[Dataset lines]
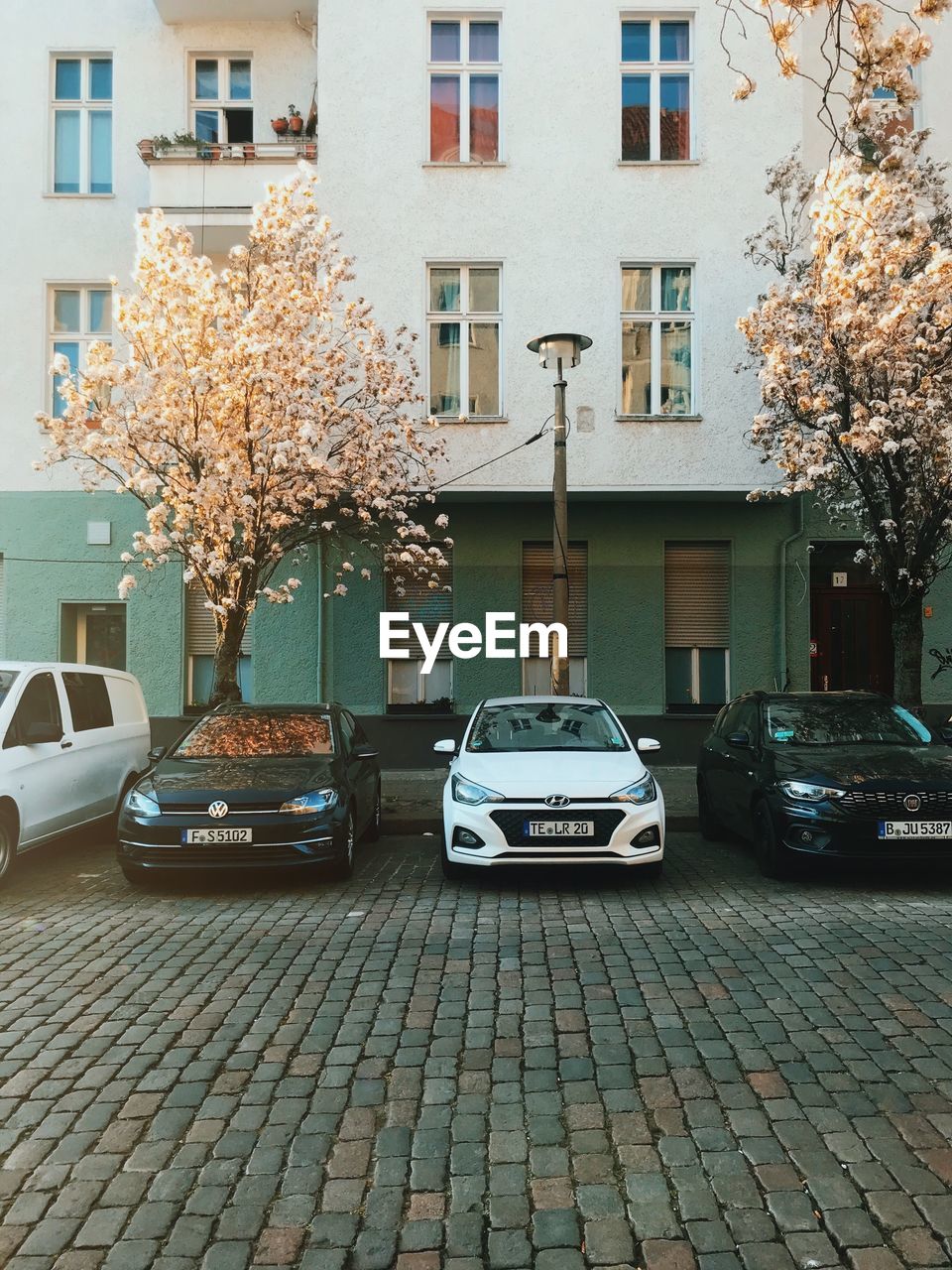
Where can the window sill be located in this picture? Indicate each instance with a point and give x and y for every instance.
(470, 163)
(658, 163)
(658, 418)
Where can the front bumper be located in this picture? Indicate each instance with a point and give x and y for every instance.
(277, 841)
(500, 828)
(824, 830)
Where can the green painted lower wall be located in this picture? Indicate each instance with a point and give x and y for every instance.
(48, 563)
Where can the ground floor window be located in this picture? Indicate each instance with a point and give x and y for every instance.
(537, 607)
(93, 634)
(199, 652)
(696, 626)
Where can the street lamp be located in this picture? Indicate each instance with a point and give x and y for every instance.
(558, 350)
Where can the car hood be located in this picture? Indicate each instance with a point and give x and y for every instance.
(543, 772)
(239, 780)
(867, 765)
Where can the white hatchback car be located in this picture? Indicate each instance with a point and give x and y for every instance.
(548, 781)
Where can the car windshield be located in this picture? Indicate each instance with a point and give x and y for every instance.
(527, 726)
(258, 734)
(843, 721)
(7, 679)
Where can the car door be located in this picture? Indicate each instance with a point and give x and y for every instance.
(41, 771)
(362, 772)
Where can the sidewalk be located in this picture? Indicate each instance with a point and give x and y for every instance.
(412, 799)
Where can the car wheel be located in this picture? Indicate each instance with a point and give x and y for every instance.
(372, 832)
(772, 856)
(452, 871)
(8, 846)
(708, 825)
(345, 861)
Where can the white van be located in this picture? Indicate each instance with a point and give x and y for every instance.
(72, 739)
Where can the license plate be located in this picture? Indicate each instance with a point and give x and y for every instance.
(558, 828)
(915, 828)
(213, 837)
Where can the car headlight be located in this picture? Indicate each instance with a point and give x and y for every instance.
(309, 804)
(472, 794)
(806, 793)
(642, 792)
(141, 801)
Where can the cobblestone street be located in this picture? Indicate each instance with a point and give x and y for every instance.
(708, 1071)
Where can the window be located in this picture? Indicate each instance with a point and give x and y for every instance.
(79, 317)
(696, 625)
(82, 125)
(407, 686)
(199, 651)
(40, 703)
(656, 89)
(463, 320)
(89, 699)
(221, 98)
(537, 607)
(463, 73)
(657, 336)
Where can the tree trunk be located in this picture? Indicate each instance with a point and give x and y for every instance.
(227, 649)
(907, 653)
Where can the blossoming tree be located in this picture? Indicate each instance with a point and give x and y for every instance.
(253, 412)
(847, 50)
(855, 353)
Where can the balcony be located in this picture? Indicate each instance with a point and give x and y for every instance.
(234, 10)
(212, 187)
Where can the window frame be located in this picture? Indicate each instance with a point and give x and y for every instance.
(655, 317)
(84, 105)
(82, 338)
(654, 68)
(220, 103)
(463, 68)
(465, 317)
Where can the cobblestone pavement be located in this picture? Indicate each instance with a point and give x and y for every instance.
(708, 1071)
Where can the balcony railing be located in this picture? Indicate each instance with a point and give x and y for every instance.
(287, 150)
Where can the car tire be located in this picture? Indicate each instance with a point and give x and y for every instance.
(772, 856)
(344, 866)
(9, 839)
(452, 871)
(372, 832)
(710, 826)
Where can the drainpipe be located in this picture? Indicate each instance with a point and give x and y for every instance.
(780, 685)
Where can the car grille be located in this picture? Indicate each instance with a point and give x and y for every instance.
(604, 825)
(871, 802)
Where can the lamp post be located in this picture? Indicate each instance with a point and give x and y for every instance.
(557, 350)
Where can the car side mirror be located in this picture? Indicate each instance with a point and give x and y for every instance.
(41, 733)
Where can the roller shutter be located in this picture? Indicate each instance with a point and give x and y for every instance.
(697, 594)
(537, 589)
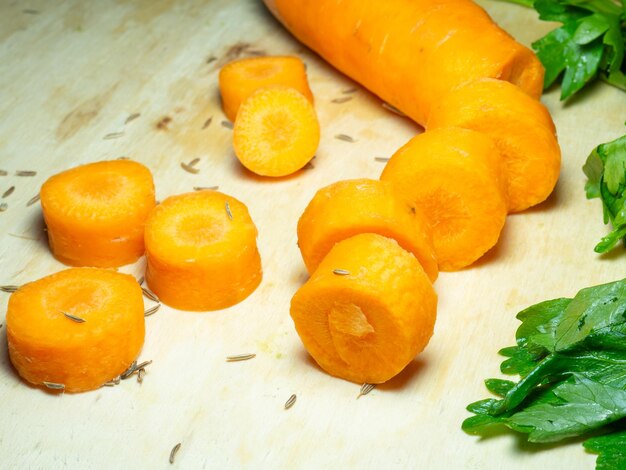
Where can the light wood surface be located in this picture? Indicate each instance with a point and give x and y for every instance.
(73, 73)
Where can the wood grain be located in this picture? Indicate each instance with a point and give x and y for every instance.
(86, 81)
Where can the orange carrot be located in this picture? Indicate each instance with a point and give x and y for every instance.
(521, 127)
(454, 177)
(75, 330)
(410, 52)
(276, 132)
(240, 78)
(366, 311)
(95, 213)
(347, 208)
(201, 251)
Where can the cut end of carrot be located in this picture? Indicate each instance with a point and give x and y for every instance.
(201, 251)
(240, 78)
(95, 213)
(350, 207)
(75, 330)
(366, 311)
(276, 132)
(454, 177)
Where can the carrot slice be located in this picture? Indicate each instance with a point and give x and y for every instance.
(201, 251)
(76, 329)
(366, 311)
(454, 177)
(240, 78)
(95, 213)
(410, 52)
(521, 128)
(276, 132)
(347, 208)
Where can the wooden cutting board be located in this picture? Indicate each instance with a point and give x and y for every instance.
(86, 81)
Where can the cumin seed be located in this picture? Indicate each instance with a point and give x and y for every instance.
(189, 169)
(54, 386)
(174, 451)
(152, 310)
(9, 288)
(113, 135)
(73, 317)
(33, 200)
(341, 100)
(8, 192)
(365, 389)
(240, 357)
(345, 138)
(393, 109)
(228, 212)
(292, 400)
(150, 295)
(132, 117)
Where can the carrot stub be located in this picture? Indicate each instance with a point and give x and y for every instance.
(521, 128)
(78, 328)
(347, 208)
(276, 132)
(454, 177)
(95, 213)
(201, 251)
(366, 311)
(410, 52)
(240, 78)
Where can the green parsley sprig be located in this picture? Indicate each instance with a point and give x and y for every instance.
(571, 359)
(590, 43)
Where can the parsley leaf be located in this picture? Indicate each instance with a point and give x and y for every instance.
(571, 357)
(606, 172)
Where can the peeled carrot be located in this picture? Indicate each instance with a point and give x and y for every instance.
(95, 213)
(366, 311)
(201, 251)
(240, 78)
(454, 177)
(347, 208)
(521, 127)
(77, 329)
(276, 132)
(410, 52)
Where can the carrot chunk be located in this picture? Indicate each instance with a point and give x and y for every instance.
(201, 251)
(410, 52)
(521, 128)
(240, 78)
(76, 329)
(276, 132)
(366, 311)
(454, 177)
(347, 208)
(95, 213)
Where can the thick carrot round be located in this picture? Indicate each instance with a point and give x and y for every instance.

## Task goal
Reproduce every one of the lines above word for word, leaving the pictures out.

## Exercise result
Where can the window sill be located in this picture? Indicate each instance with a point and give x and y for every instance.
(470, 163)
(658, 163)
(658, 418)
Where can the front bumper be located in this picture? Indicate each instance with a point and give x and y for every instance.
(277, 841)
(500, 828)
(824, 830)
Where can the green painted lower wall be located in this picture? Indicate each instance with a point and give x and y for every instance.
(48, 563)
Where can the ground floor window be located in this picture? Indicate each instance with a point and give x and y for every instance.
(537, 607)
(93, 634)
(199, 652)
(696, 626)
Where can the street lamp be located in this picture? Indicate each instance with a point and give x and y for every instance.
(558, 350)
Where can the car hood be located in this picture? Indicate each instance with a point and give x and y for every instance.
(543, 772)
(239, 780)
(867, 765)
Where can the white hatchback car be located in this picture? Indicate each instance with a point and give x and y for every instance.
(548, 781)
Where can the car windshield be located in this picture? Indicate each instance with a point and give x and y for every instance.
(527, 726)
(258, 734)
(843, 721)
(7, 679)
Where can the car door be located in this picture? Indicate each instance with a point and give x and y for every instance.
(41, 771)
(362, 772)
Where can the sidewalk be located in this picture? Indicate each instance with a point and give x and y for every instance.
(412, 799)
Where can the car wheel be located in this picture? Indicate each instance with a point and give x and y for every instance.
(372, 832)
(772, 856)
(452, 871)
(8, 846)
(708, 825)
(345, 861)
Where can the white van be located in this picture? Indicate each instance with a point and give x and y for every instance.
(72, 739)
Where can the license plate be located in this picture? Indicate each instance with a point and give x and y for every instance.
(558, 828)
(915, 828)
(213, 837)
Where can the car headlight be located in this picture? Indicate each instance with a point and give x and y for every instance.
(309, 804)
(472, 794)
(806, 793)
(642, 792)
(141, 801)
Where can the cobblestone street be located in this picture? Indicate each instance with a point and give x and y for every instance.
(708, 1071)
Where can the window be located in this picture? Indicate each instance with a point and give x and y for every instance.
(79, 317)
(696, 625)
(82, 125)
(407, 686)
(199, 651)
(40, 703)
(656, 89)
(463, 320)
(89, 699)
(221, 98)
(537, 607)
(463, 73)
(657, 336)
Where can the tree trunk be located in this picture? Indicate each instance with a point and give x and y for every instance.
(227, 649)
(907, 653)
Where can the blossoming tree be located in this picture? Indicate each instance with a point and give x and y for every instance.
(253, 412)
(847, 50)
(855, 353)
Where can the balcony be located in this picture? Indicate each instance with a point and give x and y for every instance.
(234, 10)
(212, 187)
Where can the window frame be located in this picture? Indicate each instance with a point and give x and y for every instance.
(655, 317)
(84, 105)
(82, 338)
(654, 68)
(220, 103)
(463, 68)
(465, 317)
Where can the cobblestone pavement be located in this picture? Indicate each instance with a point and give x and y for every instance.
(708, 1071)
Where can the balcony railing be located in this picture? Indicate each instance with a point and give x and y for every instance.
(287, 150)
Where can the car tire be located in this picture? Indicate each instance with a point and give x and y for every instance.
(772, 856)
(344, 866)
(9, 839)
(452, 871)
(372, 832)
(710, 826)
Where can the drainpipe be located in this picture? Indicate each instance with a point and give x and y for every instance.
(780, 685)
Where can the car grille be located in this picture? Indicate each instance with a point and give x and y for every instance.
(604, 825)
(871, 802)
Where can the lamp post be located in this picture? Indicate each instance with a point and give x and y for every instance.
(557, 350)
Where can the car side mirror be located in this picture? Indicate each instance with a point and give x and y for every instance.
(41, 733)
Where can the roller shutter be located in this picture? Indicate each instance with a point and give x and y for every instance.
(697, 594)
(537, 589)
Where can the light wood surface be located in this picture? Indicate each instance with a point and give x and y for every instance.
(73, 73)
Where can the wood grain be located in this picture? Indicate each instance with a point and give x and y for every instance.
(86, 81)
Where can the orange carrot be located in this picture? Indicate each instance with a point and give x and y for every instance.
(521, 127)
(454, 177)
(75, 330)
(410, 52)
(276, 132)
(240, 78)
(366, 311)
(95, 213)
(347, 208)
(201, 251)
Where can the cut end of carrot be located in this picture? Indicate each instance with a point and give x and y for every instance.
(201, 251)
(240, 78)
(95, 213)
(350, 207)
(75, 330)
(366, 311)
(276, 132)
(454, 177)
Where can the carrot slice be located in this picture? Indicate each instance with a point and give x and y for every instance.
(201, 251)
(76, 329)
(366, 311)
(454, 177)
(240, 78)
(95, 213)
(410, 52)
(521, 128)
(276, 132)
(347, 208)
Where can the wooden cutting board be located in this picture? Indicate each instance with a point and give x and y for every instance.
(86, 81)
Where can the cumin seed be located in this picture? Indicate each instance with a point and give x and y for every instance.
(189, 169)
(54, 386)
(174, 451)
(152, 310)
(9, 288)
(113, 135)
(73, 317)
(33, 200)
(341, 100)
(8, 192)
(365, 389)
(240, 357)
(345, 138)
(393, 109)
(228, 212)
(292, 400)
(150, 295)
(132, 117)
Where can the carrot stub be located in this picture? Indicate each instance with a point and give x and y for every instance.
(521, 128)
(78, 328)
(347, 208)
(276, 132)
(454, 177)
(95, 213)
(201, 251)
(366, 311)
(410, 52)
(240, 78)
Where can the green parsley sprig be located in this picture? Indicate each instance with a point and give x and y for every instance.
(571, 359)
(590, 43)
Where can the parsley leaf be located in this picture? Indicate each instance with a point and give x and y for every instance.
(571, 357)
(606, 172)
Where can the peeled carrot be located in this picture? Indicate each instance with a point and give x and y for every instance.
(95, 213)
(366, 311)
(201, 251)
(240, 78)
(454, 177)
(347, 208)
(521, 127)
(77, 329)
(276, 132)
(410, 52)
Where can the carrot chunk be located in this picture? Indicate each instance with a point and give x and y for every instance.
(201, 251)
(410, 52)
(521, 128)
(240, 78)
(76, 329)
(276, 132)
(366, 311)
(454, 177)
(347, 208)
(95, 213)
Where can the thick carrot round be located in this picture? Indicate each instance with a point and give x and y for every instance.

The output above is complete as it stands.